THE TASK: Please give the data again in full, exactly as provided.

EXCERPTED DATA:
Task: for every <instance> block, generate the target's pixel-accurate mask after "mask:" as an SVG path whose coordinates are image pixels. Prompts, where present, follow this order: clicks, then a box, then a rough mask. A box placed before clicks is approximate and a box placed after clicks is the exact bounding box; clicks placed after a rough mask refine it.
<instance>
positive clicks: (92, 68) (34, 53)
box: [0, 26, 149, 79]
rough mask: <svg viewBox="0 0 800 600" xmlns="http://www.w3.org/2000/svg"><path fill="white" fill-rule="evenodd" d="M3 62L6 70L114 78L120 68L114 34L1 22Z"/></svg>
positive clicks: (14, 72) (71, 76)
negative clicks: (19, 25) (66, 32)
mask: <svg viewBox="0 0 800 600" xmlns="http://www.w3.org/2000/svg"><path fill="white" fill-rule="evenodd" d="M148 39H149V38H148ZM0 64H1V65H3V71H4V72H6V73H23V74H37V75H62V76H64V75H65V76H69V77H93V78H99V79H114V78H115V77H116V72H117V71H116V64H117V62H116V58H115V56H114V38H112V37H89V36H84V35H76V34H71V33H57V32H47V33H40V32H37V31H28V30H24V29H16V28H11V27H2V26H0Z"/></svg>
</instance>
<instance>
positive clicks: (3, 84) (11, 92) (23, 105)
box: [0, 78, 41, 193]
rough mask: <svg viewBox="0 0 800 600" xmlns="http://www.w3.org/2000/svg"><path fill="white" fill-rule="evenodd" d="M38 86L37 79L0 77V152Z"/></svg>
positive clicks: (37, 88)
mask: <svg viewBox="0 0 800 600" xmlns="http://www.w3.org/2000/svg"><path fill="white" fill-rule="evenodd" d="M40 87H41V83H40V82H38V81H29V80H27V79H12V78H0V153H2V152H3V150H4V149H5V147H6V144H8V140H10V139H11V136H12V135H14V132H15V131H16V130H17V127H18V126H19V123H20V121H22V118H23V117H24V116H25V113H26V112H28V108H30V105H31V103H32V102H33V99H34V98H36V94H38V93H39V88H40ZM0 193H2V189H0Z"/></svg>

ANSWER SPACE:
Task: for every <instance> block, generate the target's pixel-accurate mask after "mask:" as an SVG path whose coordinates are image pixels. Prompts, where present, follow this order: clicks, then a box, then a rough mask. A box placed before clicks is approximate and a box placed after clicks is the exact bounding box; clicks placed after a rough mask refine it.
<instance>
positive clicks: (92, 68) (34, 53)
box: [0, 26, 149, 79]
rough mask: <svg viewBox="0 0 800 600" xmlns="http://www.w3.org/2000/svg"><path fill="white" fill-rule="evenodd" d="M3 62L6 70L114 78L120 68L114 34L1 22Z"/></svg>
positive clicks: (14, 72) (71, 76)
negative clicks: (19, 25) (66, 32)
mask: <svg viewBox="0 0 800 600" xmlns="http://www.w3.org/2000/svg"><path fill="white" fill-rule="evenodd" d="M148 39H149V38H148ZM0 64H1V65H3V71H4V72H6V73H23V74H37V75H62V76H64V75H65V76H69V77H93V78H99V79H114V78H115V77H116V72H117V71H116V64H117V62H116V58H115V56H114V38H112V37H89V36H84V35H76V34H71V33H57V32H47V33H40V32H37V31H28V30H24V29H16V28H11V27H2V26H0Z"/></svg>
</instance>
<instance>
positive clicks: (3, 84) (11, 92) (23, 105)
box: [0, 78, 41, 193]
rough mask: <svg viewBox="0 0 800 600" xmlns="http://www.w3.org/2000/svg"><path fill="white" fill-rule="evenodd" d="M38 86L37 79L0 77V152Z"/></svg>
positive clicks: (37, 88)
mask: <svg viewBox="0 0 800 600" xmlns="http://www.w3.org/2000/svg"><path fill="white" fill-rule="evenodd" d="M40 87H41V83H40V82H38V81H29V80H27V79H12V78H0V153H2V152H3V150H4V149H5V147H6V144H8V140H10V139H11V136H12V135H14V132H15V131H16V130H17V127H18V126H19V123H20V121H22V118H23V117H24V116H25V113H26V112H28V108H30V105H31V103H32V102H33V99H34V98H36V94H38V93H39V88H40ZM0 193H2V189H0Z"/></svg>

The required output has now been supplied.